Document text

---

= Marquis D. Jones Jr. =

American judge

Marquis D. Jones Jr. served as a State of New Jersey Superior Court Judge, Ocean County, from 2008 to 2015. Jones was one of only two African Americans to serve on the Ocean County Superior Court bench at the time. Prior to being appointed judge, Jones was First Assistant Corporation Counsel/Acting Corporation Counsel, in Newark's Law Department, working under Cory A. Booker, then Mayor of Newark, from 2006 to 2008. Upon taking the bench as Superior Court Judge, Booker called Jones "inspirational."

From 2003 to 2006, Jones served as Deputy Attorney General in the New Jersey Office of the Insurance Fraud Prosecutor (OIFP). In this role, Jones is credited with prosecuting Medicaid fraud matters. He also served as an editor for the NJ Office of Insurance Fraud Prosecutor's 2004 and 2005 Annual Report to New Jersey's Governor and State Legislators. Jones graduated from Rutgers Law School, Newark, in 1994, and from Rutgers University New Brunswick in 1991 with a B.A. in journalism and economics. He is currently a practicing family law attorney with Weinberger Law Group.

---

Material supplied
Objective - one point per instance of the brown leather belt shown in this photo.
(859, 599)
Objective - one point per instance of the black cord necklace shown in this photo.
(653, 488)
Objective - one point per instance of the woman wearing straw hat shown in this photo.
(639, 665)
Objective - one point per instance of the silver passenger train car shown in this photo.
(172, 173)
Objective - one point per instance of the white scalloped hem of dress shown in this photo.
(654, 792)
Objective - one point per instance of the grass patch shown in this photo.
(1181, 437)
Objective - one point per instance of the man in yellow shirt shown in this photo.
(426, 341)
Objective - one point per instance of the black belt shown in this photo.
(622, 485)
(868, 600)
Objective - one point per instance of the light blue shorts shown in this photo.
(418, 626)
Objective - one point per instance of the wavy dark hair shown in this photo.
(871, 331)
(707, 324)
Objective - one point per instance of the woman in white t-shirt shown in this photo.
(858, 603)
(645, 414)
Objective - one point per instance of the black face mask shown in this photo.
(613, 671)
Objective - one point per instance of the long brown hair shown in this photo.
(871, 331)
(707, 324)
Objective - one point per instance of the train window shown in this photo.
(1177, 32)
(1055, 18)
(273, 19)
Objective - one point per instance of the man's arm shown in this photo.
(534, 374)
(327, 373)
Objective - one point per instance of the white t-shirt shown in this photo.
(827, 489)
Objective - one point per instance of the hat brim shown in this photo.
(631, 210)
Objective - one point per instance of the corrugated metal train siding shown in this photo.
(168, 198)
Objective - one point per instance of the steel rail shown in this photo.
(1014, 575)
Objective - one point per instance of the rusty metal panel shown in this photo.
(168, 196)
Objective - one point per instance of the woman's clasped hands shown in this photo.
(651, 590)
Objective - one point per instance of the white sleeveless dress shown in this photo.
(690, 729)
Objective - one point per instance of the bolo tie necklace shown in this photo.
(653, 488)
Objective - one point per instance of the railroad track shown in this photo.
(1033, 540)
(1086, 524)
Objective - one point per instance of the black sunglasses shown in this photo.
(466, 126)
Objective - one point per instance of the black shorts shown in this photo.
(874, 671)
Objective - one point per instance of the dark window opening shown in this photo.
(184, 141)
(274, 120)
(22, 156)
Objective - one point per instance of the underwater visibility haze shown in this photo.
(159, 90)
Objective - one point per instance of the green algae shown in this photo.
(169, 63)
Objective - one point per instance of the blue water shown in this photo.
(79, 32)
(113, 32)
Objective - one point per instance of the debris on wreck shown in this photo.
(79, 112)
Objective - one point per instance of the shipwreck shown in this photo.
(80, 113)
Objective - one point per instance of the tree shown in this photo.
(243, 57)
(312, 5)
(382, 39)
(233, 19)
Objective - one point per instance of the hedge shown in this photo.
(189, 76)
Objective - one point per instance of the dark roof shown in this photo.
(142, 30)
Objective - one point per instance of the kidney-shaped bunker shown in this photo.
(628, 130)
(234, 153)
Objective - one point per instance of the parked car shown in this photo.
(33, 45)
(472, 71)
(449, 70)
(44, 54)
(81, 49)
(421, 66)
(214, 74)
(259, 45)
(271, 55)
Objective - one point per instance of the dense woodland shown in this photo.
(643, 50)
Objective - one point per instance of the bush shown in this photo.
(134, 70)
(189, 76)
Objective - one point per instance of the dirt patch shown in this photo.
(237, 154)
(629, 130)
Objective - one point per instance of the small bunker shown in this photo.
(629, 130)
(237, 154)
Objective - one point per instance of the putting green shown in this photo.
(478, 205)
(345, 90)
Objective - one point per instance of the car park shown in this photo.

---

Work instruction
Pick up the biography of Judge Marquis D. Jones Jr. from its final sentence and write what comes next. The records have no connection to the text.

Written response
Jones was suspended from the bench for four months without pay and was ordered to complete an alcohol treatment program by the New Jersey Supreme Court after an ethics complaint detailed his inappropriate conduct at a judiciary holiday party. During the party, Jones groped five female probation officers. Jones was not reappointed to the bench by Governor Christie.